*** EXTRAIT DE TEXTE

RER B : la ligne de Sceaux époque chemin de fer

Si officiellement, la ligne B du RER est née sur les plans le 9 décembre 1977, la ligne de Sceaux constitue un des meilleurs exemples d’exploitation d’une ligne de chemin de fer de banlieue pendant près de 40 ans. Constituant un terrain d’application des méthodes d’exploitation de la CMP puis de la RATP, elle fut aux origines du projet de RER, dès 1929, l’un des maillons essentiels du dispositif envisagé et qui ne fut mis en œuvre qu’un demi-siècle plus tard. Du chemin de fer Arnoux à RER B Nord +, le RER B relate près de 150 ans d’histoire des transports parisiens.

Le chemin de fer Arnoux

Aux origines du chemin de fer en France, après les lignes à vocation minière autour de Saint Etienne, la ligne de Saint Germain en Laye était la première destinée au transport des voyageurs. Un an après son ouverture en 1837, l’ingénieur Arnoux plancha sur un dispositif d’articulation des essieux à large écartement (1,751 m) rendant les roues indépendantes pour améliorer l’insertion en courbe des trains. Un essai grandeur nature eut lieu dès 1839 dans un enclos de Saint Mandé.

******
*** MATÉRIEL FOURNI

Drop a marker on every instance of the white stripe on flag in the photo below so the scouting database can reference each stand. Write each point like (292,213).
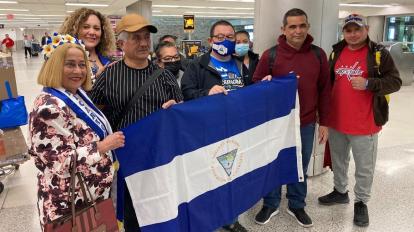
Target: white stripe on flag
(156,193)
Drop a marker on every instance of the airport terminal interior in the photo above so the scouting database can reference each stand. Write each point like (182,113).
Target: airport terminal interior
(391,208)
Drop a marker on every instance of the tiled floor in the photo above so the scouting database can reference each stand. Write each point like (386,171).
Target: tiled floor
(391,207)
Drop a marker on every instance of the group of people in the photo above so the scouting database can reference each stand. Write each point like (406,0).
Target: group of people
(8,44)
(345,96)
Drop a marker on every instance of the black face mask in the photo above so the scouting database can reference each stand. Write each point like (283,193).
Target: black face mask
(173,67)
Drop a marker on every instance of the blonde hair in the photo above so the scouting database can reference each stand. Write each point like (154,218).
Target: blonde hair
(73,23)
(51,74)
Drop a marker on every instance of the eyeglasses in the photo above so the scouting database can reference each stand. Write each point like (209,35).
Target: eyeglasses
(72,65)
(171,58)
(221,37)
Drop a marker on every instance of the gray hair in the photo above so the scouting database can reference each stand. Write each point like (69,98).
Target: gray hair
(123,36)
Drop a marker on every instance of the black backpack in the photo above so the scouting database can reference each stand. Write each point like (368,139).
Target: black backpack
(272,56)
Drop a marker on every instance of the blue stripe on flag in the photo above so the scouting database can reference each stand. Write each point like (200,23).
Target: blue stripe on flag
(200,209)
(204,125)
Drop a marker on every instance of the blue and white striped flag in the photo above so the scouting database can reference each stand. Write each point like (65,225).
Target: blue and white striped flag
(198,165)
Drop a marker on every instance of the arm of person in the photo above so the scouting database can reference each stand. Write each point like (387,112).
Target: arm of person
(55,136)
(262,69)
(174,93)
(190,85)
(97,94)
(324,91)
(390,81)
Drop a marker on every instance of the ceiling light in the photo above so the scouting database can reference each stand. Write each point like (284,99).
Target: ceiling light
(224,16)
(204,7)
(168,15)
(242,13)
(230,0)
(86,4)
(15,9)
(364,5)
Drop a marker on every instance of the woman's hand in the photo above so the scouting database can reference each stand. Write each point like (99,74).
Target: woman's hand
(111,142)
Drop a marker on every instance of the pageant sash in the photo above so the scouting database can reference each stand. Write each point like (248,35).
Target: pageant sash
(84,109)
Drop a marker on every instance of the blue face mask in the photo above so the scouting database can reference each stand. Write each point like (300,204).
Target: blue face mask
(224,48)
(242,49)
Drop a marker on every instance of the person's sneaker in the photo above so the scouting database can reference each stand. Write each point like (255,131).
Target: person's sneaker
(235,227)
(334,197)
(361,217)
(265,214)
(301,216)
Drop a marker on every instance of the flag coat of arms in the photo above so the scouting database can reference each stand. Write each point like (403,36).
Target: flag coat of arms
(197,165)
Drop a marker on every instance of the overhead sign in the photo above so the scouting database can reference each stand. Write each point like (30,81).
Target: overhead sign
(189,23)
(191,48)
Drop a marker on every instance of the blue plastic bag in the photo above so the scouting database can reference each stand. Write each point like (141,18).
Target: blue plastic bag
(13,111)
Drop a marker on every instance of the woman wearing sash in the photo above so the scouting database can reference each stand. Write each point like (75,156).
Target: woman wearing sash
(95,31)
(64,122)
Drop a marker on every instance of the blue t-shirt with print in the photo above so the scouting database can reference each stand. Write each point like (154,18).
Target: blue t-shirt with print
(230,75)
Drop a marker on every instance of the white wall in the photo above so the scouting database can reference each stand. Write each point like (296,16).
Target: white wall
(376,28)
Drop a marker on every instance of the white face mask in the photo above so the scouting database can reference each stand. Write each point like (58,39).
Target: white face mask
(242,49)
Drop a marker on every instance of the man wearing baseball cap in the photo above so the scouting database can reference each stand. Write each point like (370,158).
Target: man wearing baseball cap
(362,74)
(117,87)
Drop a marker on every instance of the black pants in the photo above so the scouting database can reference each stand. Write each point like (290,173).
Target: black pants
(27,49)
(130,218)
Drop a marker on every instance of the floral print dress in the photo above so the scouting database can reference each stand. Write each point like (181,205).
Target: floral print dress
(56,133)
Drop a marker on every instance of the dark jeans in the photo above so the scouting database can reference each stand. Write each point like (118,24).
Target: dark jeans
(130,218)
(27,49)
(296,193)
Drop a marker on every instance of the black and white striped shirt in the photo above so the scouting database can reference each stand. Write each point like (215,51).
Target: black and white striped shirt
(117,85)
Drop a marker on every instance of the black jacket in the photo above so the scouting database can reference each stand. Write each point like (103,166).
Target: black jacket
(382,80)
(200,76)
(253,61)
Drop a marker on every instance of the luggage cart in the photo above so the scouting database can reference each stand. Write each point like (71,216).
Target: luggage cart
(10,165)
(36,49)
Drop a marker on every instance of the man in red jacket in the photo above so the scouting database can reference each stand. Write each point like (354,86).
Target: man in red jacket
(9,43)
(362,73)
(296,53)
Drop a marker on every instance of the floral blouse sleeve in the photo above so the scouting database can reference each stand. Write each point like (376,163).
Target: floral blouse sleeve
(56,134)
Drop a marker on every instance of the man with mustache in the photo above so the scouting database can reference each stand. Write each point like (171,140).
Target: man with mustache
(296,53)
(118,84)
(362,73)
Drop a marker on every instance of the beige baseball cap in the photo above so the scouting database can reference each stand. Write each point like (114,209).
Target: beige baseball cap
(356,19)
(134,22)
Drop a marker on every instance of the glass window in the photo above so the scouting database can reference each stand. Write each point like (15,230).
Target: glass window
(400,29)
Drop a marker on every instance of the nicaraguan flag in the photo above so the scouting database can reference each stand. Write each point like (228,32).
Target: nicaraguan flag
(198,165)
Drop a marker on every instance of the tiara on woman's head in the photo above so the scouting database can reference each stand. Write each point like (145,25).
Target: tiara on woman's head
(57,40)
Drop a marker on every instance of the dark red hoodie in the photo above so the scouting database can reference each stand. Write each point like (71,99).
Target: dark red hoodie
(314,83)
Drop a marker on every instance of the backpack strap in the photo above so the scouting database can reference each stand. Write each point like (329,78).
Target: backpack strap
(317,52)
(138,94)
(272,58)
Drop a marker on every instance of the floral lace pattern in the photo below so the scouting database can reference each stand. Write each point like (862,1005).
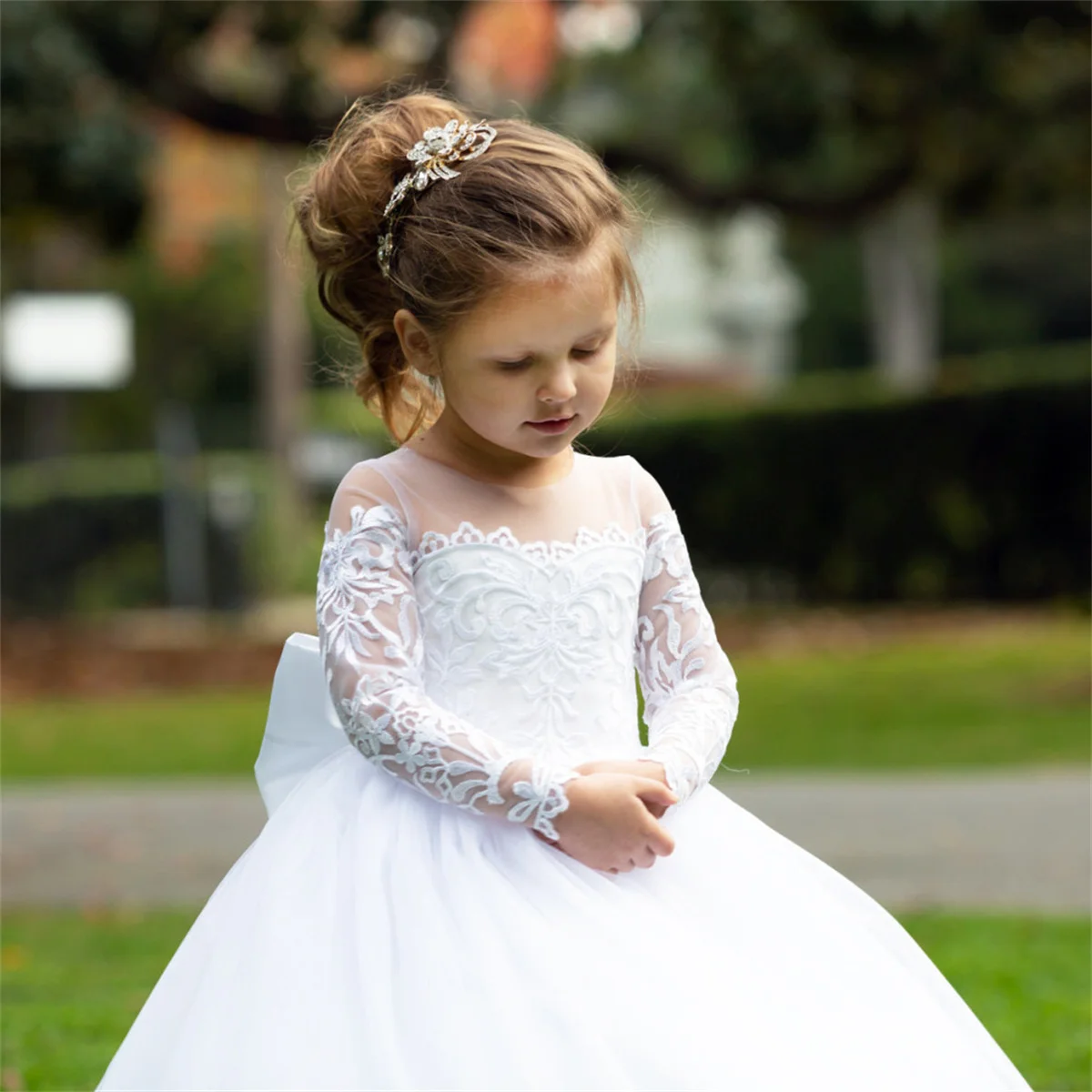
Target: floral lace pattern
(689,686)
(545,552)
(480,670)
(370,642)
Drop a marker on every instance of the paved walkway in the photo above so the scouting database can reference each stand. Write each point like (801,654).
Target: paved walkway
(1016,841)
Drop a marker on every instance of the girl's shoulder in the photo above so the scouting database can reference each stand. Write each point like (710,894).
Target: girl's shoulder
(626,474)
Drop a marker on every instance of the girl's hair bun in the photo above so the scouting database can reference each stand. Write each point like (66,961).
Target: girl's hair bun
(533,195)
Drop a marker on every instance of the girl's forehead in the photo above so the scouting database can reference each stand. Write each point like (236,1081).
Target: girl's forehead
(541,309)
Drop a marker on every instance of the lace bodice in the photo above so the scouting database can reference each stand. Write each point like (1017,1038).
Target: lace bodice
(480,642)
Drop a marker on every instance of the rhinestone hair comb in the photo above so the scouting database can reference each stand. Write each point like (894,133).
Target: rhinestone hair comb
(432,157)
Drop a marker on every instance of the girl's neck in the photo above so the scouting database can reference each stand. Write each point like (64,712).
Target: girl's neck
(451,442)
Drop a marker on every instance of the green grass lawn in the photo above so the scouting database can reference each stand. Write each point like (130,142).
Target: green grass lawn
(72,983)
(1005,696)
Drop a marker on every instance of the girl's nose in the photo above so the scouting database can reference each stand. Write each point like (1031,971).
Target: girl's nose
(560,387)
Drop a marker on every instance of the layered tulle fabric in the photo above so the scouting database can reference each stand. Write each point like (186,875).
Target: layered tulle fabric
(372,938)
(403,921)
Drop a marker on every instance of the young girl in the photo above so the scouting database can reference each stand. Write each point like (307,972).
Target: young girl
(481,879)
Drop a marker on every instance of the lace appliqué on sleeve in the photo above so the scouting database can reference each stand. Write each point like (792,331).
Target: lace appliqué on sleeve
(369,636)
(689,686)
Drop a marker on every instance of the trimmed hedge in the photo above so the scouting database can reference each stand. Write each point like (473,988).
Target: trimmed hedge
(966,496)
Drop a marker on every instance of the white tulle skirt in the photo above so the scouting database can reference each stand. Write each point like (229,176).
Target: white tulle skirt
(372,938)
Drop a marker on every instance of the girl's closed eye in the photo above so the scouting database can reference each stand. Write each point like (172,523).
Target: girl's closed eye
(584,353)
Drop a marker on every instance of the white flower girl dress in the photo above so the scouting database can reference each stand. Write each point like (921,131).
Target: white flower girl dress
(382,933)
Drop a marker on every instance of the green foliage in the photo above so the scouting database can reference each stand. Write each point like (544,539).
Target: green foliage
(982,495)
(827,112)
(1013,696)
(75,981)
(1027,981)
(69,142)
(1010,696)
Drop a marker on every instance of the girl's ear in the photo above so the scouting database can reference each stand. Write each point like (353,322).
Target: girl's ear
(416,344)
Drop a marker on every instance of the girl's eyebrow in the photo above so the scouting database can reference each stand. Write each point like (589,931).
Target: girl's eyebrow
(523,353)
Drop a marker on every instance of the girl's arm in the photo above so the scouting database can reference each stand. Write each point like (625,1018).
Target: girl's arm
(689,686)
(369,634)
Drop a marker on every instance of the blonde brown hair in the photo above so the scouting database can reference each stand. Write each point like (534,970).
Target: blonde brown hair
(532,199)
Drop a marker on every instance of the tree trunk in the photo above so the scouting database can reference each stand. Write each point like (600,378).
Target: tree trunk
(900,249)
(282,381)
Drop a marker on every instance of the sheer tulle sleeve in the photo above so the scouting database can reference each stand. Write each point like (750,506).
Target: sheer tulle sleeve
(689,686)
(369,634)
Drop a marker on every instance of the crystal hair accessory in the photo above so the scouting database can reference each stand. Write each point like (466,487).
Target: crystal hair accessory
(432,157)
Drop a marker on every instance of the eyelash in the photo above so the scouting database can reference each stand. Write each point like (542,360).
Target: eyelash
(581,354)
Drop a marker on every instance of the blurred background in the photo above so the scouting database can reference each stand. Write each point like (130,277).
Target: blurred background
(864,381)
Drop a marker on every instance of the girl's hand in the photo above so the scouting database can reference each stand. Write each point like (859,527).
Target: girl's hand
(609,824)
(640,768)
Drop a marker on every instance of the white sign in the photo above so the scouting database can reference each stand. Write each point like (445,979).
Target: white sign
(66,341)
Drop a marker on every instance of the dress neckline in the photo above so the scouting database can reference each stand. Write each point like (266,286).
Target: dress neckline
(577,457)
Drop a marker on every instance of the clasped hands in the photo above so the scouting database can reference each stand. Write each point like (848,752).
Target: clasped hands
(612,822)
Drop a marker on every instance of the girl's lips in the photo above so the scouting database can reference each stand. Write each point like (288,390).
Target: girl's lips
(554,425)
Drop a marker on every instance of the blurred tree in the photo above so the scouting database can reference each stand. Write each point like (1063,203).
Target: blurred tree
(879,115)
(885,116)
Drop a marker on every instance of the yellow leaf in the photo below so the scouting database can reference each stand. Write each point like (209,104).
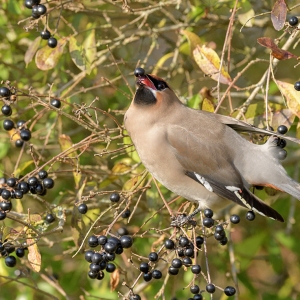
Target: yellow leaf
(291,95)
(207,105)
(47,58)
(193,39)
(66,143)
(34,255)
(209,62)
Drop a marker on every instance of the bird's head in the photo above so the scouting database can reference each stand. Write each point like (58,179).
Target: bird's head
(151,89)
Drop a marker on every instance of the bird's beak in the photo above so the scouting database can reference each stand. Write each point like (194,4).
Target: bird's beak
(145,80)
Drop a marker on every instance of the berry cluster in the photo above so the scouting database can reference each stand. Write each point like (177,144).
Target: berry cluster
(6,249)
(101,260)
(12,189)
(39,10)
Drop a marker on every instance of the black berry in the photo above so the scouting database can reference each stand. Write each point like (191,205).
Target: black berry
(293,21)
(176,263)
(10,261)
(183,241)
(297,86)
(19,143)
(147,276)
(153,256)
(235,219)
(169,244)
(88,255)
(210,288)
(126,241)
(4,91)
(196,269)
(82,208)
(11,182)
(139,72)
(282,129)
(55,102)
(144,267)
(43,174)
(45,34)
(208,213)
(25,134)
(229,291)
(8,124)
(20,252)
(93,241)
(250,216)
(2,215)
(48,183)
(173,271)
(208,222)
(114,197)
(102,239)
(50,218)
(6,110)
(52,43)
(126,214)
(156,274)
(194,289)
(110,268)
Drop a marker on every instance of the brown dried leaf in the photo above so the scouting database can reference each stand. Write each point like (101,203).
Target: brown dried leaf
(291,96)
(47,58)
(34,255)
(276,51)
(193,39)
(278,14)
(114,279)
(32,50)
(209,62)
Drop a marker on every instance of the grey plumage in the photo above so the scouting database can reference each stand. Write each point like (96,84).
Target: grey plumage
(199,155)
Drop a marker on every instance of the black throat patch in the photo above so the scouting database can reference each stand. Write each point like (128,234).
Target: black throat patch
(144,96)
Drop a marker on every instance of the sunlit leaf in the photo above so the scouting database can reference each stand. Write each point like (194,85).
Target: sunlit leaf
(34,255)
(47,58)
(278,14)
(245,18)
(66,143)
(90,51)
(209,62)
(291,96)
(34,46)
(193,39)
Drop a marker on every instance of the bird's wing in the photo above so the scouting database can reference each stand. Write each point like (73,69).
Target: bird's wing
(208,162)
(241,126)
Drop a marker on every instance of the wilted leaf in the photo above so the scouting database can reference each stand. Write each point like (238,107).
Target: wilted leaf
(34,255)
(32,50)
(66,143)
(278,14)
(291,96)
(114,279)
(283,117)
(244,18)
(90,51)
(130,150)
(276,51)
(47,58)
(193,39)
(207,105)
(209,62)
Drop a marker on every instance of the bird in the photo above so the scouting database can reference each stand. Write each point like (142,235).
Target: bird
(202,156)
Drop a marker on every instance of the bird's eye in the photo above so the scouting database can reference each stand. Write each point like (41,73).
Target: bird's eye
(161,86)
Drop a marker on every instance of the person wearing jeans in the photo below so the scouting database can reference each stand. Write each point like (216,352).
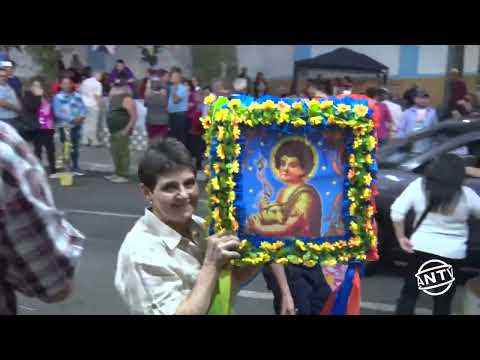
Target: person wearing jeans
(10,107)
(38,113)
(178,107)
(70,112)
(442,207)
(121,119)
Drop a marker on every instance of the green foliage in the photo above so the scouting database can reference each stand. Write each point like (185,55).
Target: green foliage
(208,59)
(48,57)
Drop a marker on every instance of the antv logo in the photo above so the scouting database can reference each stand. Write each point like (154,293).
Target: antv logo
(435,277)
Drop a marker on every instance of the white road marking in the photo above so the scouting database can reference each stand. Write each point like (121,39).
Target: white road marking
(261,295)
(26,308)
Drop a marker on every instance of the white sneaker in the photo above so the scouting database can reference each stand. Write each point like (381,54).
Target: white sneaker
(119,180)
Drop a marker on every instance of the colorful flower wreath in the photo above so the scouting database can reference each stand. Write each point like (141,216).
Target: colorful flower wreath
(224,125)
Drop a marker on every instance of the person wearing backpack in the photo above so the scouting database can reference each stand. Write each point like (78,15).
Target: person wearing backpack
(442,208)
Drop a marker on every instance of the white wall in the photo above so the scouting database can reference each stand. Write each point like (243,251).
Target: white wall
(389,55)
(275,61)
(471,57)
(26,68)
(432,59)
(176,55)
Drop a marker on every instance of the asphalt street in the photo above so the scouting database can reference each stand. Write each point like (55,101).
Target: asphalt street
(105,212)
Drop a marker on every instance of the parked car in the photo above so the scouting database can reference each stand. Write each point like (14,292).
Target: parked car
(402,161)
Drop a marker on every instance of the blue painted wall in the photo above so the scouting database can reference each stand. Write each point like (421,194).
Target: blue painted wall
(301,52)
(409,55)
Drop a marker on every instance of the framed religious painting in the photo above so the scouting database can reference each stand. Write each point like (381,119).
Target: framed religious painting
(295,179)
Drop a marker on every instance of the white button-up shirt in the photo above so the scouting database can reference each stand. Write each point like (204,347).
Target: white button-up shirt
(157,268)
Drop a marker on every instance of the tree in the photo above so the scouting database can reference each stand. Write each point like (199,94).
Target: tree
(8,48)
(48,57)
(214,61)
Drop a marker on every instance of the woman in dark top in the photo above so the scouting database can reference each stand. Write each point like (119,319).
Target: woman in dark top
(260,86)
(38,115)
(156,103)
(121,118)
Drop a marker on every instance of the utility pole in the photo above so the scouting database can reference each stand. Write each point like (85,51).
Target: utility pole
(455,59)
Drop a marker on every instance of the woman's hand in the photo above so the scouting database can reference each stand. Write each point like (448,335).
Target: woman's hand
(220,250)
(406,244)
(287,305)
(253,223)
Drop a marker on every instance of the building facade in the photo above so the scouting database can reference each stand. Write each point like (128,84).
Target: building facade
(424,65)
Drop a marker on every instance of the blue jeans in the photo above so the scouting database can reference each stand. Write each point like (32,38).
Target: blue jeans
(12,122)
(308,287)
(75,135)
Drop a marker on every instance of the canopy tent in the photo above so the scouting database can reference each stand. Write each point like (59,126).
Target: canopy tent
(340,62)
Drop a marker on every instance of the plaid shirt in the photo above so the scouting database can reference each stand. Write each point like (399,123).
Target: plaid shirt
(38,247)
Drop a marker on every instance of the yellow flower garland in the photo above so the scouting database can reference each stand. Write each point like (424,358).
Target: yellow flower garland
(222,124)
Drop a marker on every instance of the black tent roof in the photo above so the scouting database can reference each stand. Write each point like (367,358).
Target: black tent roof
(343,59)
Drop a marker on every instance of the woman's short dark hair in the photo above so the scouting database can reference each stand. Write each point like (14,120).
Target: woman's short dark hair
(299,150)
(443,183)
(163,157)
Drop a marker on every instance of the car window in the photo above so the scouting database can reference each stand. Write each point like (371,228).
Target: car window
(415,147)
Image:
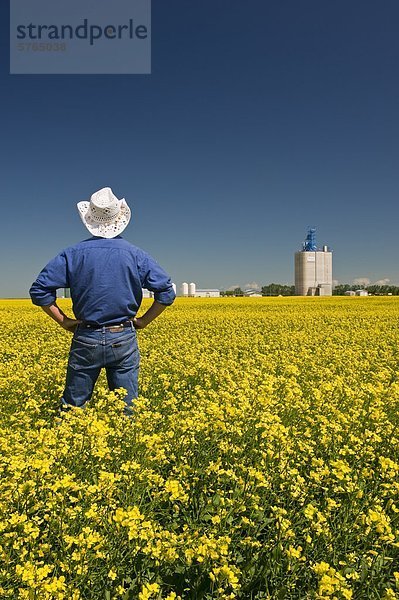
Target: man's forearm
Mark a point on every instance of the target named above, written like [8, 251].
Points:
[54, 311]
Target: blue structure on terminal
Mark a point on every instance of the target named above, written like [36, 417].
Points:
[309, 245]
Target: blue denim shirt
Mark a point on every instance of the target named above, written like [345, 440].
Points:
[106, 277]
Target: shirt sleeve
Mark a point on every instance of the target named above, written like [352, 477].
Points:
[156, 280]
[43, 291]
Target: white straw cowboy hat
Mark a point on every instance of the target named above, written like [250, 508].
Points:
[105, 215]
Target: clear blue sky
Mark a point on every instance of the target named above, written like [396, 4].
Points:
[259, 119]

******

▸ CONSIGNES
(A) D'après le texte sur la ligne de Sceaux, quel écartement avaient les essieux du dispositif conçu par l'ingénieur Arnoux ?
(B) Filtrez les enregistrements pour ne garder que les lignes qui contiennent la chaîne « nose ». La casse compte.

▸ RÉSULTATS
(A) Un large écartement de 1,751 m.

(B)
Drop a marker on every instance of the girl's nose in the photo above so the scouting database can reference each stand. Write each point like (1031,971).
Target: girl's nose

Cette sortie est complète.